Task instructions
Reproduce the material below verbatim, character for character, and omit the pictures from your output.

Material
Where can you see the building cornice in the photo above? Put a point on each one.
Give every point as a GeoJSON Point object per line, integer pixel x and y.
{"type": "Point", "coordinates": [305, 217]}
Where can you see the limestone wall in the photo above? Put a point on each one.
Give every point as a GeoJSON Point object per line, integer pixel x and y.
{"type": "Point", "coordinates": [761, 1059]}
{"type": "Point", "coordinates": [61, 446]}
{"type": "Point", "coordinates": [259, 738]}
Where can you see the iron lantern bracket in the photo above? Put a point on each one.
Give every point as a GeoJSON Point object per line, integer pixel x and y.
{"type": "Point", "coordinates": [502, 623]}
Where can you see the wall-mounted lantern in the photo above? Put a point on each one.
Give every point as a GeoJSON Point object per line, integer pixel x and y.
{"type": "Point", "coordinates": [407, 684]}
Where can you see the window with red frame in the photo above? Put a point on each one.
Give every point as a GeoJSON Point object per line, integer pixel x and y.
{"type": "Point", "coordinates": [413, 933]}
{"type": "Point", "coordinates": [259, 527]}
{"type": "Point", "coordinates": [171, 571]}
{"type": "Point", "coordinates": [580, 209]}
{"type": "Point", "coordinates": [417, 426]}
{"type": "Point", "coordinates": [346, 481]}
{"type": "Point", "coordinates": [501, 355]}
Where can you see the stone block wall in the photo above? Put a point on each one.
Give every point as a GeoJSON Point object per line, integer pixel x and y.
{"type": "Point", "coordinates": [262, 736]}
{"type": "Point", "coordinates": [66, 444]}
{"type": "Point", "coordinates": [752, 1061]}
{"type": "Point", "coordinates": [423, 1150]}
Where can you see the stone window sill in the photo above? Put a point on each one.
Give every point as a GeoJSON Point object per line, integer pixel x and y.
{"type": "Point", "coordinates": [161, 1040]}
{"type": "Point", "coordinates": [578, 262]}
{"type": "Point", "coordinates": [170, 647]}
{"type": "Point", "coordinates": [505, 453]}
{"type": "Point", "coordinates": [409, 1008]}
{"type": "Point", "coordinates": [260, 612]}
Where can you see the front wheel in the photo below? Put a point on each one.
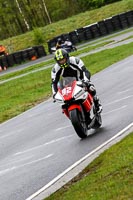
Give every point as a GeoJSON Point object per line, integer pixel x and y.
{"type": "Point", "coordinates": [78, 123]}
{"type": "Point", "coordinates": [98, 121]}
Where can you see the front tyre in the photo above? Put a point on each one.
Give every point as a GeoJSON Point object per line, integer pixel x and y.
{"type": "Point", "coordinates": [98, 121]}
{"type": "Point", "coordinates": [78, 123]}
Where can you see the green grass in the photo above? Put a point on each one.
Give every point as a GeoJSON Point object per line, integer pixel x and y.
{"type": "Point", "coordinates": [64, 26]}
{"type": "Point", "coordinates": [21, 94]}
{"type": "Point", "coordinates": [108, 177]}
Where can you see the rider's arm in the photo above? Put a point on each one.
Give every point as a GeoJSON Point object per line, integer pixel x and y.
{"type": "Point", "coordinates": [55, 76]}
{"type": "Point", "coordinates": [79, 64]}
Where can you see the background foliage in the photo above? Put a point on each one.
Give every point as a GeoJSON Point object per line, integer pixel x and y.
{"type": "Point", "coordinates": [20, 16]}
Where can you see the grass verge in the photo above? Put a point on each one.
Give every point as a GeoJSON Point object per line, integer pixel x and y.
{"type": "Point", "coordinates": [108, 177]}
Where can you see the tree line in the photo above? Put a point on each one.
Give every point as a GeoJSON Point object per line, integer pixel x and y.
{"type": "Point", "coordinates": [20, 16]}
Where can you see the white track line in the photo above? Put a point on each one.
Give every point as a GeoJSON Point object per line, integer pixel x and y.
{"type": "Point", "coordinates": [79, 162]}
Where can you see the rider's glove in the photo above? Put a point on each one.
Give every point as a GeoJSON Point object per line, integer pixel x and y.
{"type": "Point", "coordinates": [86, 83]}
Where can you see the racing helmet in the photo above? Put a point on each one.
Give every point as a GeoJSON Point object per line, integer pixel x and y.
{"type": "Point", "coordinates": [62, 58]}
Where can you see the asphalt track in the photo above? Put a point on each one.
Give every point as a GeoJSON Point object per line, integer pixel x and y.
{"type": "Point", "coordinates": [40, 144]}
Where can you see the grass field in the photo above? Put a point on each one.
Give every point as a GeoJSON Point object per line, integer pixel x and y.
{"type": "Point", "coordinates": [64, 26]}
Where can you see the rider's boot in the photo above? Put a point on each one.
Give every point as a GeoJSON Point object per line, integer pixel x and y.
{"type": "Point", "coordinates": [97, 104]}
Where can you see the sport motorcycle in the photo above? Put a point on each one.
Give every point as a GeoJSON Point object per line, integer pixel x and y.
{"type": "Point", "coordinates": [78, 105]}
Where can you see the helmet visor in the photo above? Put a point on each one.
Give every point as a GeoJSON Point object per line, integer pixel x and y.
{"type": "Point", "coordinates": [63, 62]}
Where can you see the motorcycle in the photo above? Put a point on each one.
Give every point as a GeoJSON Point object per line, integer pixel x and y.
{"type": "Point", "coordinates": [78, 105]}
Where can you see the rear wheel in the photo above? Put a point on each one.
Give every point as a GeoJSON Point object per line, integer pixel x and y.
{"type": "Point", "coordinates": [98, 121]}
{"type": "Point", "coordinates": [78, 123]}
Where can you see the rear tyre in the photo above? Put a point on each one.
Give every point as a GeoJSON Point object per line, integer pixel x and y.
{"type": "Point", "coordinates": [98, 121]}
{"type": "Point", "coordinates": [78, 123]}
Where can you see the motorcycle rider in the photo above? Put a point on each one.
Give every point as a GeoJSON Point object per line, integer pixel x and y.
{"type": "Point", "coordinates": [70, 66]}
{"type": "Point", "coordinates": [65, 44]}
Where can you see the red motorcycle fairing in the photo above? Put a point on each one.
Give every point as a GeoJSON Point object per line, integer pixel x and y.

Exercise result
Where can you see the building cornice in the photo above? Put a point on each one.
Give every point as a GeoJSON Point object per line, integer pixel x and y.
{"type": "Point", "coordinates": [305, 217]}
Where can you see the limestone wall in the photo above? Put a point on each one.
Give every point as a GeoJSON Point object per line, integer pixel x and y.
{"type": "Point", "coordinates": [761, 1059]}
{"type": "Point", "coordinates": [61, 446]}
{"type": "Point", "coordinates": [259, 738]}
Where can you see the iron lantern bracket in the photo above? Put a point on each one.
Give every point as a GeoJSON Point object per line, integer pixel x and y.
{"type": "Point", "coordinates": [502, 623]}
Where can you see the wall-mounted lantern in the photo above? Put a point on each one.
Give every point as a GeoJSON Point object per line, integer pixel x and y.
{"type": "Point", "coordinates": [407, 684]}
Where can you see the window with red frame in the photo above? Put a point on each one.
Give every point as a GeoJSON Point object per line, integer pixel x and y.
{"type": "Point", "coordinates": [413, 933]}
{"type": "Point", "coordinates": [259, 527]}
{"type": "Point", "coordinates": [171, 571]}
{"type": "Point", "coordinates": [580, 209]}
{"type": "Point", "coordinates": [417, 426]}
{"type": "Point", "coordinates": [346, 481]}
{"type": "Point", "coordinates": [501, 355]}
Where can you see the stone block wall in the photo above? Put a point on each one.
Give every point as a GeoJSON Point object per line, integer pixel x and y.
{"type": "Point", "coordinates": [262, 736]}
{"type": "Point", "coordinates": [66, 444]}
{"type": "Point", "coordinates": [752, 1061]}
{"type": "Point", "coordinates": [423, 1150]}
Where can you see the stone window sill in the photo above? Put a point on each one.
Give every point as a GeoJSON Point object per line, integer pixel x and y.
{"type": "Point", "coordinates": [161, 1040]}
{"type": "Point", "coordinates": [578, 262]}
{"type": "Point", "coordinates": [170, 647]}
{"type": "Point", "coordinates": [505, 453]}
{"type": "Point", "coordinates": [409, 1008]}
{"type": "Point", "coordinates": [260, 612]}
Where can you see the front wheel in the photo below? Put a point on each one.
Give every point as a GeoJSON Point object per line, integer pixel x and y.
{"type": "Point", "coordinates": [78, 123]}
{"type": "Point", "coordinates": [98, 121]}
Where can you see the front tyre in the photo above? Put a point on each one.
Give every point as a GeoJSON Point object per line, integer pixel x and y.
{"type": "Point", "coordinates": [98, 121]}
{"type": "Point", "coordinates": [78, 123]}
Where can you see the green grass in the photo above? Put a point on each one.
Give every point as a GeoJSON Point object per line, integer pixel x and y.
{"type": "Point", "coordinates": [64, 26]}
{"type": "Point", "coordinates": [21, 94]}
{"type": "Point", "coordinates": [108, 177]}
Where can you see the rider's arm in the photo above? Put a point on each one.
Give every point as a GeoJSON Point object per line, integer pixel x and y.
{"type": "Point", "coordinates": [55, 76]}
{"type": "Point", "coordinates": [79, 64]}
Where can you see the background foliage in the photo above? Put a point on each one.
Give every point as a GeoJSON Point object per line, integer pixel x and y.
{"type": "Point", "coordinates": [20, 16]}
Where can you see the grass verge in the photo above? Put a point on each one.
Give every point as a GeoJSON Point object per line, integer pixel x and y.
{"type": "Point", "coordinates": [108, 177]}
Where can you see the tree line in the photo above? Put a point on each one.
Give every point as a GeoJSON Point object per line, integer pixel x and y.
{"type": "Point", "coordinates": [20, 16]}
Where can you see the white track line in the photo above? Put a point on each one.
Give every point as a GeoJSON Point object per line, integer pixel x and y.
{"type": "Point", "coordinates": [79, 162]}
Where can you see the rider's glove in the photo above? Put a point on each one.
Give every point as a GeoJSON Point object per line, integer pixel x and y.
{"type": "Point", "coordinates": [86, 83]}
Where can you see the racing helmet in the photo above? Put a point on each one.
Give every point as a GeoJSON Point object per line, integer pixel x and y.
{"type": "Point", "coordinates": [62, 58]}
Where can you see the asphalt track in the photo above? Put a point on each one.
Give every point as a GeoJSON Point object per line, integer pixel x and y.
{"type": "Point", "coordinates": [40, 144]}
Where can you see the grass field in the photo above? Put a point on each one.
Give every point as a GeoJSON Point object per line, integer pixel x and y.
{"type": "Point", "coordinates": [64, 26]}
Where can you see the rider's boot in the photo above? Put a point on each one.
Give every point as a GeoJSON Point object per line, integer pixel x and y.
{"type": "Point", "coordinates": [97, 104]}
Where can you see the sport motorcycle in the photo above? Put a point on each one.
Give every point as a GeoJSON Point object per line, integer pixel x and y.
{"type": "Point", "coordinates": [78, 105]}
Where can you see the helmet visor in the photo above? Put a point on each one.
Give every point as a GeoJSON Point object per line, integer pixel x and y.
{"type": "Point", "coordinates": [63, 62]}
Where can you see the motorcycle in the photo above? Put a point on each one.
Give every point as a GeoJSON Point object per line, integer pixel x and y.
{"type": "Point", "coordinates": [78, 105]}
Where can you see the rear wheel in the photo above? Put a point on each one.
Give every point as a GeoJSON Point object per line, integer pixel x and y.
{"type": "Point", "coordinates": [98, 121]}
{"type": "Point", "coordinates": [78, 123]}
Where can you see the rear tyre in the photo above? Put a point on each one.
Give every point as a GeoJSON Point object per line, integer pixel x and y.
{"type": "Point", "coordinates": [98, 121]}
{"type": "Point", "coordinates": [78, 123]}
Where can you see the motorcycle rider in the photo above? Put a point on each one.
Give every point as a GeoJSON Point object per line, integer pixel x and y.
{"type": "Point", "coordinates": [70, 66]}
{"type": "Point", "coordinates": [65, 44]}
Where can you see the red motorcycle fairing in the photo above? Put a point on each one.
Give every point as a GeoJSON Point object per line, integer pixel x and y.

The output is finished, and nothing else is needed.